### Task to carry out
Reproduce word for word the rows from the start of the rows through the line containing "x=846, y=467", including that line, and leave out the pictures.
-------- Stored data --------
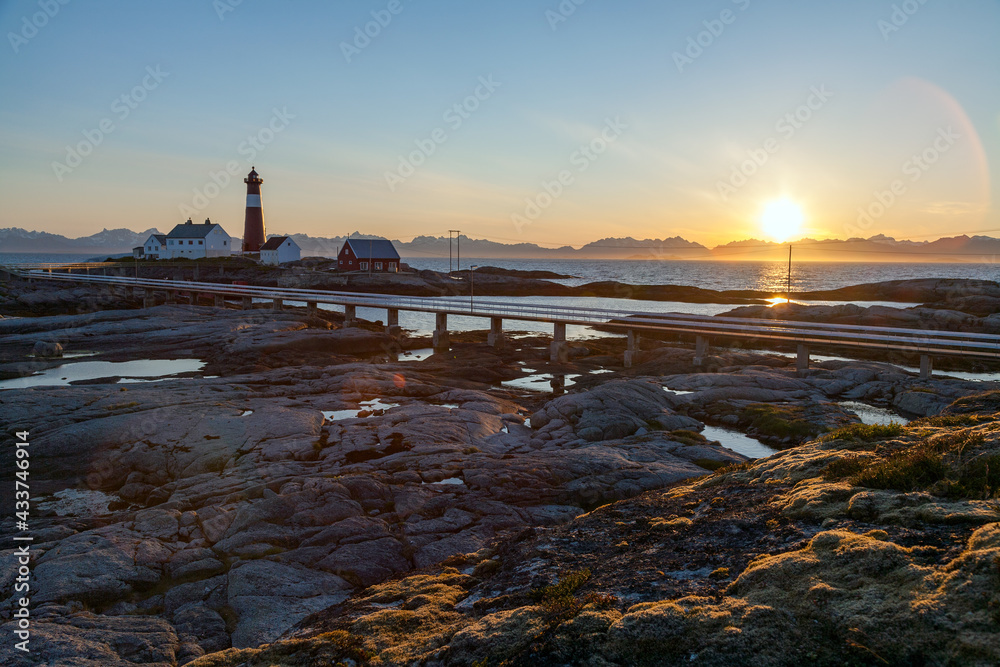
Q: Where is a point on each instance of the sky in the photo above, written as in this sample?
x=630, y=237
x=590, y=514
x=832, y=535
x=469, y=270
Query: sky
x=543, y=121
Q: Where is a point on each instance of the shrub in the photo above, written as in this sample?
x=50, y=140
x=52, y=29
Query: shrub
x=912, y=470
x=865, y=432
x=559, y=599
x=846, y=467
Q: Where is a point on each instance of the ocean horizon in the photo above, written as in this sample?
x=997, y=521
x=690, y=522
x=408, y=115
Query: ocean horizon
x=706, y=274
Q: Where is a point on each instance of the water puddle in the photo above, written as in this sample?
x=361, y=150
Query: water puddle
x=738, y=442
x=366, y=407
x=77, y=502
x=454, y=481
x=870, y=414
x=537, y=382
x=416, y=355
x=143, y=370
--------
### Complete response
Q: Where is a point on each instance of the sky in the photo above, written as in this sample?
x=630, y=237
x=590, y=514
x=832, y=535
x=469, y=270
Query: sky
x=543, y=121
Q: Where is a point on each instance of the shrub in the photo above, written as in this sample?
x=50, y=140
x=52, y=29
Query: shrub
x=912, y=470
x=865, y=432
x=559, y=599
x=846, y=467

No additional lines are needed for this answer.